* start Given entries *

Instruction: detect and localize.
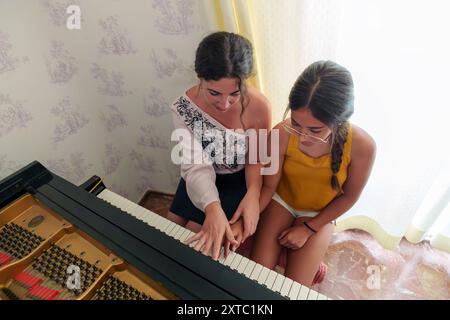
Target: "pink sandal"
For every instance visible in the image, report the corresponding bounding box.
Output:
[312,262,328,285]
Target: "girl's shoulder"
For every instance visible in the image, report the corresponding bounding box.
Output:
[351,123,377,159]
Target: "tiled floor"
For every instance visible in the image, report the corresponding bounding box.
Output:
[141,193,450,300]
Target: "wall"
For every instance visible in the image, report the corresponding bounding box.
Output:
[0,0,214,201]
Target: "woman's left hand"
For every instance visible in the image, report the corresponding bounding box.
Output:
[278,225,314,250]
[230,192,259,242]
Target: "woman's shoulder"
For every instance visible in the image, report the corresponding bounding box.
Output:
[247,87,272,129]
[351,123,377,158]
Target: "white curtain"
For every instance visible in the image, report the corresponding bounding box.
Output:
[208,0,450,252]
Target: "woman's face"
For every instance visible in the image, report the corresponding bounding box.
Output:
[200,78,241,112]
[290,108,332,147]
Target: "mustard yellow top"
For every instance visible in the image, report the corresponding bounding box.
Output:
[277,125,352,211]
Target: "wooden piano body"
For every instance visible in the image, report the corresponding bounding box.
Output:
[0,161,327,300]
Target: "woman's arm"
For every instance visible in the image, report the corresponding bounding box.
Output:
[230,89,271,241]
[259,120,289,212]
[308,126,376,230]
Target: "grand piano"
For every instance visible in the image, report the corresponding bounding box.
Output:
[0,161,328,300]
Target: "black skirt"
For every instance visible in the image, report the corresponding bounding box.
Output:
[170,169,247,224]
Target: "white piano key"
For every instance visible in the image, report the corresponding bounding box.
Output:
[180,229,190,242]
[317,293,328,300]
[280,277,294,297]
[173,226,185,240]
[297,286,310,300]
[142,214,155,226]
[249,263,262,280]
[218,247,225,264]
[161,218,176,234]
[244,260,256,278]
[128,206,146,219]
[230,253,242,270]
[265,270,278,289]
[148,214,162,227]
[162,222,176,235]
[308,289,319,300]
[237,257,250,274]
[272,274,285,292]
[223,251,236,266]
[167,223,180,238]
[289,281,302,300]
[155,217,169,231]
[257,267,270,284]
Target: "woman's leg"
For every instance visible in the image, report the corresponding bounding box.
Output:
[250,200,294,269]
[284,217,334,287]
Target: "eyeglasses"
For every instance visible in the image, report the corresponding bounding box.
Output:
[283,124,331,143]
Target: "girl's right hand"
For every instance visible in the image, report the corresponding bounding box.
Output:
[185,201,238,260]
[224,218,244,258]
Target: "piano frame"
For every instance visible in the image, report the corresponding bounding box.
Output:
[0,161,286,300]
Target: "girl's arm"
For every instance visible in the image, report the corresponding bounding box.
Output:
[308,125,376,230]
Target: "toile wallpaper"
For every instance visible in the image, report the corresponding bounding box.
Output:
[0,0,212,202]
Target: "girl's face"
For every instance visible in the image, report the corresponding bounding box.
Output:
[290,108,332,147]
[200,78,241,112]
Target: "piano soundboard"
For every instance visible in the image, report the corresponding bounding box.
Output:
[0,161,328,300]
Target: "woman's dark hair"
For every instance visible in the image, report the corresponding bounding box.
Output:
[286,61,354,193]
[195,31,253,126]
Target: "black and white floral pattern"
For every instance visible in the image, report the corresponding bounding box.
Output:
[174,96,247,172]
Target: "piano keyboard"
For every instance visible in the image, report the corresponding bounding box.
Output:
[98,189,329,300]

* end Given entries *

# Description of the task
Copy out all of the material above word for word, leaving out the pictures.

# Finished answer
Instruction: detect and localize.
Target: "pink sandal"
For every instance visible in the image, report the corresponding bounding box.
Output:
[312,262,328,285]
Target: "girl's shoulder"
For every instance visible in the image, report the corresponding bounding box.
Output:
[351,123,377,159]
Target: "tiled floor"
For every instance visible in the image, report the corresponding bounding box.
Output:
[141,193,450,300]
Target: "wall"
For every instance visible in the image, report the corresponding bounding box.
Output:
[0,0,214,201]
Target: "woman's left hand"
For every instance visible in the image, report the corresponding bounding box.
Output:
[278,225,314,250]
[230,192,259,242]
Target: "woman's shoulder"
For every instance visible in the image, report the corresponding bounding box.
Output:
[247,87,272,129]
[351,123,377,158]
Target: "white curtain"
For every instance visible in the image, report the corresponding bounding box.
Output:
[208,0,450,252]
Target: "woman's face"
For every instance visible in the image, report the corresponding bounding box.
Output:
[200,78,241,112]
[290,108,332,147]
Target: "mustard yellow top"
For every instance visible in the image, report the corresponding bounding box.
Output:
[277,125,352,211]
Target: "wooden piano body"
For every instance visible in the image, report the corresponding bounding box.
Output:
[0,161,327,300]
Target: "woman's arm"
For every instance visible in the image, report the corresponding bounding box.
Output:
[230,89,271,241]
[259,120,289,212]
[308,126,376,230]
Target: "grand piano"
For every instance visible in the image, report the corresponding bounding box.
Output:
[0,161,328,300]
Target: "black skirt"
For every instance visible in the image, report the corresponding bounding box.
Output:
[170,169,247,224]
Target: "white piano key"
For every instance visible in the image, report the corresponding bounding box.
Output:
[180,229,190,242]
[317,293,328,300]
[280,277,294,297]
[173,226,185,240]
[297,286,310,300]
[142,214,155,226]
[249,263,262,280]
[218,247,225,264]
[161,218,176,234]
[244,260,256,278]
[128,206,146,219]
[230,253,242,270]
[265,270,278,289]
[148,214,162,227]
[162,222,176,235]
[308,289,319,300]
[237,257,250,274]
[272,274,285,292]
[223,251,236,266]
[167,223,180,238]
[289,281,302,300]
[155,217,169,231]
[257,267,270,284]
Target: "woman's leg"
For every instance visible in the image, report the corresponding bounding box.
Output:
[250,200,294,269]
[284,217,334,287]
Target: "eyeglasses"
For every instance visible in the image, report the corresponding bounding box.
Output:
[283,124,331,143]
Target: "girl's right hand"
For every instance visible in the image, report the corresponding bounding box.
Output:
[185,201,238,260]
[224,218,244,258]
Target: "piano frame"
For every instance visible in the image, report the corresponding bounding box.
Output:
[0,161,286,300]
Target: "girl's arm"
For every instance visible in the image, report the corresponding bounding box.
Output:
[308,125,376,230]
Target: "toile wallpaper"
For every instance visible in the image, report the corresponding bounding box.
Output:
[0,0,212,202]
Target: "girl's face"
For every instance visible in the image, report the corresponding bounding box.
Output:
[290,108,332,147]
[200,78,241,112]
Target: "piano soundboard"
For every instance visible in the image, report the corresponding bounding box.
Output:
[0,161,328,300]
Target: "woman's dark hair"
For every instance visible in the image, report the corresponding bounding box.
Output:
[286,61,354,193]
[195,31,253,126]
Target: "black and white floral pattern"
For every instance visible in the image, report the corresponding bounding box.
Output:
[174,96,247,172]
Target: "piano keyboard"
For every instance visible in the image, report the corresponding bounding box.
Output:
[98,189,329,300]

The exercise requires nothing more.